[Recorded data]
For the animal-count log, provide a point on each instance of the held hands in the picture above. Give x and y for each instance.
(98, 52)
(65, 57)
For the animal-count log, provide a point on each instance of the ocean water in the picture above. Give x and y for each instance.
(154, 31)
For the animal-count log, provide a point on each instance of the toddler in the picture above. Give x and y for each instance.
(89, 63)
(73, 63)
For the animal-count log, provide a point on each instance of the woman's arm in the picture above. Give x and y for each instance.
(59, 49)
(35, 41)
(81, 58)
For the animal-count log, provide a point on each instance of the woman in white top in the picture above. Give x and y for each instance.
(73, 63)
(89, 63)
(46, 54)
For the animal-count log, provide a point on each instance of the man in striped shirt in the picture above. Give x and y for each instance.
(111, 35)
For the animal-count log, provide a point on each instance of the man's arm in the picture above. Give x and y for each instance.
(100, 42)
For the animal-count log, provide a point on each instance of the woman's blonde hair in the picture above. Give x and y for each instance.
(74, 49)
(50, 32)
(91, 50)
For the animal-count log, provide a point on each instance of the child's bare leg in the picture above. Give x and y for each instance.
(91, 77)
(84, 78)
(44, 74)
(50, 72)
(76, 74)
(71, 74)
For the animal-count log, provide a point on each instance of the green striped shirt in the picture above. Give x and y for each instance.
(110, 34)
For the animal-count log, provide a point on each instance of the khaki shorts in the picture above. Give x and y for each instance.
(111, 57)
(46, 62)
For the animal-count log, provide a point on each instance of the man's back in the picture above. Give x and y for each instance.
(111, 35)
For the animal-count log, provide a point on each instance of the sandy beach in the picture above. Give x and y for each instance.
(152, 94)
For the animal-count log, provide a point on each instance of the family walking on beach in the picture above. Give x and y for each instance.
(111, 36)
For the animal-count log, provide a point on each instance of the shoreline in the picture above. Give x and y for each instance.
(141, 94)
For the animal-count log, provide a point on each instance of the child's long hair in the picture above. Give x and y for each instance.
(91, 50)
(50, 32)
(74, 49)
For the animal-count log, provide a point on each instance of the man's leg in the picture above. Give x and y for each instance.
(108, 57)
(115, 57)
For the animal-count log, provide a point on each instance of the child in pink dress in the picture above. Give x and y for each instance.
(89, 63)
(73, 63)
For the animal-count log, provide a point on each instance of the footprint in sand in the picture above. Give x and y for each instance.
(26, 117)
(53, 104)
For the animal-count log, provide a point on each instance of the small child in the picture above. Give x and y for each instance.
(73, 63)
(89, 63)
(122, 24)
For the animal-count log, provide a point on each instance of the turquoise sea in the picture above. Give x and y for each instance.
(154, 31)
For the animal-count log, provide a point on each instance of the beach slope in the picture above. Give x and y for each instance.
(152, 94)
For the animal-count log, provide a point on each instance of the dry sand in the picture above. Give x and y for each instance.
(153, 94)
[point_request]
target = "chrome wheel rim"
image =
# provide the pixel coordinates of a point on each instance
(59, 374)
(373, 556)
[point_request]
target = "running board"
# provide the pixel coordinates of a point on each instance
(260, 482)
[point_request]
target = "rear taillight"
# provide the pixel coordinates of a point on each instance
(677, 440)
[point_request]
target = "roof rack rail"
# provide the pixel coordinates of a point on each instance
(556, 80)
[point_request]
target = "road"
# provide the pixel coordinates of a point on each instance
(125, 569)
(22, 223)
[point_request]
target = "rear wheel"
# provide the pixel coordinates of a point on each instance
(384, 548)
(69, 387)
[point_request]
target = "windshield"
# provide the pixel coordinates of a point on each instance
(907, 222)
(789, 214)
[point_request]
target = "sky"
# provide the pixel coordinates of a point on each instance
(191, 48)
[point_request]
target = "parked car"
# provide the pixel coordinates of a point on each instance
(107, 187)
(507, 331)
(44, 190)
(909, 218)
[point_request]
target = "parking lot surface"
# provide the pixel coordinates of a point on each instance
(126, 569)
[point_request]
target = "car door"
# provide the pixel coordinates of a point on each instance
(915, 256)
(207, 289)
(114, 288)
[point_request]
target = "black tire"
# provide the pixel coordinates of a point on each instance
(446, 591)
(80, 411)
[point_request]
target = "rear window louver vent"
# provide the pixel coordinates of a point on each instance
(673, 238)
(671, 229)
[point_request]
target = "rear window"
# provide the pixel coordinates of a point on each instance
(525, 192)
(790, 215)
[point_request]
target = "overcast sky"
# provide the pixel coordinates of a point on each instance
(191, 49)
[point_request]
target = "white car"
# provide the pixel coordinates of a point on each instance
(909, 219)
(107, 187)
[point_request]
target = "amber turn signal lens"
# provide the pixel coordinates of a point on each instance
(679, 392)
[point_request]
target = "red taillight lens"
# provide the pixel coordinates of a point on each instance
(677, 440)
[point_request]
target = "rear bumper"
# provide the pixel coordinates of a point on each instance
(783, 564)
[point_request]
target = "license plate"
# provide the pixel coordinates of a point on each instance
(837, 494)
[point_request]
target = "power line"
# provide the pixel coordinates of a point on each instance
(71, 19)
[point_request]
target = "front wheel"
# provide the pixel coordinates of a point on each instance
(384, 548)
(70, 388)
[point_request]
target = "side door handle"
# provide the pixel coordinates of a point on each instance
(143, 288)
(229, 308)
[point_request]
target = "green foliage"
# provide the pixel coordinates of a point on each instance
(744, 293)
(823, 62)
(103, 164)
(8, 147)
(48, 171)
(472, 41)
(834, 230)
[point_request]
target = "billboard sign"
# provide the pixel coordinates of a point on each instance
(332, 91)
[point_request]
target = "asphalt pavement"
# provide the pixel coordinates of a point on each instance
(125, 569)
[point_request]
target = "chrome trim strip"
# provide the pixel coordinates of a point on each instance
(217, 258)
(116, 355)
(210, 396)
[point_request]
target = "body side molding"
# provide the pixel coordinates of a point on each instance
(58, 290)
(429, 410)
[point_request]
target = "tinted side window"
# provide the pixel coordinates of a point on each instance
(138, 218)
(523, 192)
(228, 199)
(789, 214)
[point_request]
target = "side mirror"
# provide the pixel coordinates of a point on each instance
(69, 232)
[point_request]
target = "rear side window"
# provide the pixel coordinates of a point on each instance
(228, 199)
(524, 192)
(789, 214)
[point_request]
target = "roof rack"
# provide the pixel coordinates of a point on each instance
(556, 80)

* * *

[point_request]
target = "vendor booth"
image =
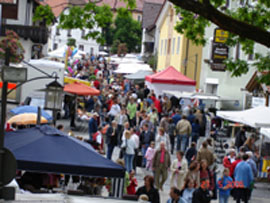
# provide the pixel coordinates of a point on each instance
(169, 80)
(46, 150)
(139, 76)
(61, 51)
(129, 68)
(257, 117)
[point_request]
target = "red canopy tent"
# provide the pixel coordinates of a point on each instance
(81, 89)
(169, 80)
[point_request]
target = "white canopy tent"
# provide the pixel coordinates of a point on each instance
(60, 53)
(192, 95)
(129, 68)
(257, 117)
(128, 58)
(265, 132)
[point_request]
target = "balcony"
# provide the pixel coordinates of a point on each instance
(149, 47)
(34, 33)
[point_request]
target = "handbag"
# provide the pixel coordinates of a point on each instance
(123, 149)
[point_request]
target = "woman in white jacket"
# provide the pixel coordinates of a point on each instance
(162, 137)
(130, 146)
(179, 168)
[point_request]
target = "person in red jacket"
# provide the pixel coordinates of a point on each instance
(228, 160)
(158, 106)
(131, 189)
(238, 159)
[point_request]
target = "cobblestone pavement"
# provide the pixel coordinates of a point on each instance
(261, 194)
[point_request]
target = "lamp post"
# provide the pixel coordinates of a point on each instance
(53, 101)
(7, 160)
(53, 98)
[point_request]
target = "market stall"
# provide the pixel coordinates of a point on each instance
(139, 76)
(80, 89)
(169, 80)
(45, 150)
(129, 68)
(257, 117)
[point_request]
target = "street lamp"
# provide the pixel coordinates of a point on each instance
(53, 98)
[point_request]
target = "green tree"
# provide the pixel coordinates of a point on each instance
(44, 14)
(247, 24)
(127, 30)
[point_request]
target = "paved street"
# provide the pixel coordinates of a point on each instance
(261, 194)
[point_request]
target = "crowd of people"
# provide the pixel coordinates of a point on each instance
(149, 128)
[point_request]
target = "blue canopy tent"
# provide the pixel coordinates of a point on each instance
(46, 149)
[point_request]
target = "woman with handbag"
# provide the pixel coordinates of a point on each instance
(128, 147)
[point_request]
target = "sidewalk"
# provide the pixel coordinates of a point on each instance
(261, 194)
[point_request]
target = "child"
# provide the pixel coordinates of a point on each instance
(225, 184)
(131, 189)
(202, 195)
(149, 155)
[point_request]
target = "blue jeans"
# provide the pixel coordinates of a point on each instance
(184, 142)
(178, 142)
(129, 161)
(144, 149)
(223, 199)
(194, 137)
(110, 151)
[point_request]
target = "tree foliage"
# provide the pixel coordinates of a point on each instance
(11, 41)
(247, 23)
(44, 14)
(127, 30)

...

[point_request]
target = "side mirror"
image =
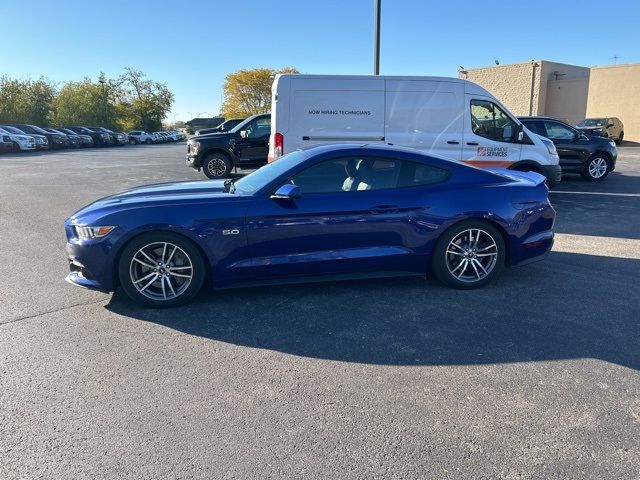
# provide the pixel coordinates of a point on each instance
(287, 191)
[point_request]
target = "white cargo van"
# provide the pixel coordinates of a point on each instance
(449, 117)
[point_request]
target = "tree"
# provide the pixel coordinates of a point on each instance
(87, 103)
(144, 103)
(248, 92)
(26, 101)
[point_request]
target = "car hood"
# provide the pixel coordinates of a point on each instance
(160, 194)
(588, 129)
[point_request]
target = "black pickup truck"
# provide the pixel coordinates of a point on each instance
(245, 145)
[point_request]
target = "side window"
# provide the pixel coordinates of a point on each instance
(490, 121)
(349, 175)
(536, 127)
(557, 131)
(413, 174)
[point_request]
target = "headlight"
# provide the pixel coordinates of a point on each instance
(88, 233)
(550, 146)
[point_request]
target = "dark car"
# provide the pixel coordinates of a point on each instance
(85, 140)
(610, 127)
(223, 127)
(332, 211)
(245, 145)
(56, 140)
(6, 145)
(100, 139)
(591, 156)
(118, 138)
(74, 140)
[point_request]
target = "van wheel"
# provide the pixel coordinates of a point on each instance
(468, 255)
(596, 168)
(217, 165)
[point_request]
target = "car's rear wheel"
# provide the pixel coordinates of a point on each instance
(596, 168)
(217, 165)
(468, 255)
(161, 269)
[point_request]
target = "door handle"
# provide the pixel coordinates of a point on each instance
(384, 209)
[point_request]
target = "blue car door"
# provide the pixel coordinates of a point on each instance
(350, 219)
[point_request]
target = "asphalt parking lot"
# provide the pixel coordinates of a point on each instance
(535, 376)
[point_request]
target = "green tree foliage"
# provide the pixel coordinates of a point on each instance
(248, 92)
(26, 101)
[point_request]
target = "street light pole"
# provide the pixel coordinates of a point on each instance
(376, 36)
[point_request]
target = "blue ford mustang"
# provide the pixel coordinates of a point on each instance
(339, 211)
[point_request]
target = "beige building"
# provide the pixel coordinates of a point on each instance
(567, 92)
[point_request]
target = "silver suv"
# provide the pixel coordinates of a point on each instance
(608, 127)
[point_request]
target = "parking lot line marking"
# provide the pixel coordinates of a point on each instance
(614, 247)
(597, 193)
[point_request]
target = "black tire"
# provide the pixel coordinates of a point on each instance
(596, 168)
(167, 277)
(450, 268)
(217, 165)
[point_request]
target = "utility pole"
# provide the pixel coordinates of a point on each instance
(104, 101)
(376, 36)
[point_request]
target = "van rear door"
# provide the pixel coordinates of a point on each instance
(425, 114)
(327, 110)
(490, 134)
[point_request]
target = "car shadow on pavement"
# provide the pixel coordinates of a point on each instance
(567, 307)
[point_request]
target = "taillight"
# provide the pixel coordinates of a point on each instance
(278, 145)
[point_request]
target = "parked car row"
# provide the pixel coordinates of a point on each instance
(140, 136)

**Assignment:**
Collect every line from the records above that contains the word "window".

**Response for this exercise:**
target = "rear window louver vent"
target = "rear window"
target = "tinted side window"
target = "rear side window"
target = "side window"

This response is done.